## SELECTED EXTRACT
────────────────
After a careful review of the record, we find that the AJ's issuance of a decision without a hearing was appropriate. The record has been adequately developed, Complainant was given notice of the Agency's motion to issue a decision without a hearing, she was given a comprehensive statement of the allegedly undisputed material facts, she was given the opportunity to respond, and she had the opportunity to engage in discovery. We find that, even assuming all facts in favor of Complainant, a reasonable fact-finder could not find in her favor, as explained below. Therefore, we find that no genuine issues of material fact exist. Under these circumstances, we find that the AJ's issuance of a decision without a hearing was appropriate.

Disparate Treatment

To prevail in a disparate treatment claim absent direct evidence of discrimination, a complainant must satisfy the three-part evidentiary scheme fashioned by the Supreme Court in McDonnell Douglas Corp. v. Green, 411 U.S. 792, 802-04 (1973). A complainant carries the initial burden of establishing a prima facie case by demonstrating that she was subjected to an adverse employment action under circumstances that would support an inference of discrimination. Furnco Constr. Co. v. Waters, 438 U.S. 567, 576 (1978). Proof of a prima facie case will vary depending on the facts of the particular case. McDonnell Douglas, 441 U.S. at 802 n.13. The burden then shifts to the agency to articulate a legitimate, nondiscriminatory reason for its actions. Texas Dep't of Cmty. Affairs v. Burdine, 450 U.S. 248, 253 (1981). Once the agency has met its burden, a complainant bears the ultimate responsibility to prove, by a preponderance of the evidence, that the reason proffered by the agency was a pretext for discrimination. Reeves v. Sanderson Plumbing Prod., Inc., 530 U.S. 133, 143 (2000); St. Mary's Honor Ctr. v. Hicks, 509 U.S. 502, 519 (1993).
────────────────
## INFORMATION SHOWN
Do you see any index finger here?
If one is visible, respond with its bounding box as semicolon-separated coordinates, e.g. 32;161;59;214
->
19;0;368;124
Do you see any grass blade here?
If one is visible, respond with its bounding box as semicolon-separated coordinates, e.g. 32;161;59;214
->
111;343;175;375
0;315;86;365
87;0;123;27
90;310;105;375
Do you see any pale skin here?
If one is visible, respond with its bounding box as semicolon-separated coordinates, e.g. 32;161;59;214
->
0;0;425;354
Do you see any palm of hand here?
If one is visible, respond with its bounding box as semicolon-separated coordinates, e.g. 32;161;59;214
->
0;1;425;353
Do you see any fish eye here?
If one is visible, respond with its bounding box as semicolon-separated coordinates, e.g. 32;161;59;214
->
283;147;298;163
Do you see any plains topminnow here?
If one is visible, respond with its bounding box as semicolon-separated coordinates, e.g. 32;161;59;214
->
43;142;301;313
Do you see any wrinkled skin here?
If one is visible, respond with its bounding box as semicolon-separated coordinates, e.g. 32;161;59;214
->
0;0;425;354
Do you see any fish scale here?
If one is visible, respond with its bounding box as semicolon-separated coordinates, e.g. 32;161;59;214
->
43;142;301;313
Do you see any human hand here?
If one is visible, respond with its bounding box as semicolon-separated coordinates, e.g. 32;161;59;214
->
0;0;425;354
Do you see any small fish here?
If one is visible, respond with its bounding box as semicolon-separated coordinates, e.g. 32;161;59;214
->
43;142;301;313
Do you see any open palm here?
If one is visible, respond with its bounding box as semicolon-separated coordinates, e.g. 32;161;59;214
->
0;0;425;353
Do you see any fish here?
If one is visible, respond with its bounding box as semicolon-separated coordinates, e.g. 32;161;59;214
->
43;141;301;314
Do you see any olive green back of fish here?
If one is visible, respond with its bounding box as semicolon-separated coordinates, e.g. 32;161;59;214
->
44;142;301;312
────────────────
## WHAT IS BEING ASKED
Copy out the legal excerpt on disparate treatment word for word, from start to finish. The items have no connection to the legal excerpt on disparate treatment.

## THE RESULT
After a careful review of the record, we find that the AJ's issuance of a decision without a hearing was appropriate. The record has been adequately developed, Complainant was given notice of the Agency's motion to issue a decision without a hearing, she was given a comprehensive statement of the allegedly undisputed material facts, she was given the opportunity to respond, and she had the opportunity to engage in discovery. We find that, even assuming all facts in favor of Complainant, a reasonable fact-finder could not find in her favor, as explained below. Therefore, we find that no genuine issues of material fact exist. Under these circumstances, we find that the AJ's issuance of a decision without a hearing was appropriate.

Disparate Treatment

To prevail in a disparate treatment claim absent direct evidence of discrimination, a complainant must satisfy the three-part evidentiary scheme fashioned by the Supreme Court in McDonnell Douglas Corp. v. Green, 411 U.S. 792, 802-04 (1973). A complainant carries the initial burden of establishing a prima facie case by demonstrating that she was subjected to an adverse employment action under circumstances that would support an inference of discrimination. Furnco Constr. Co. v. Waters, 438 U.S. 567, 576 (1978). Proof of a prima facie case will vary depending on the facts of the particular case. McDonnell Douglas, 441 U.S. at 802 n.13. The burden then shifts to the agency to articulate a legitimate, nondiscriminatory reason for its actions. Texas Dep't of Cmty. Affairs v. Burdine, 450 U.S. 248, 253 (1981). Once the agency has met its burden, a complainant bears the ultimate responsibility to prove, by a preponderance of the evidence, that the reason proffered by the agency was a pretext for discrimination. Reeves v. Sanderson Plumbing Prod., Inc., 530 U.S. 133, 143 (2000); St. Mary's Honor Ctr. v. Hicks, 509 U.S. 502, 519 (1993).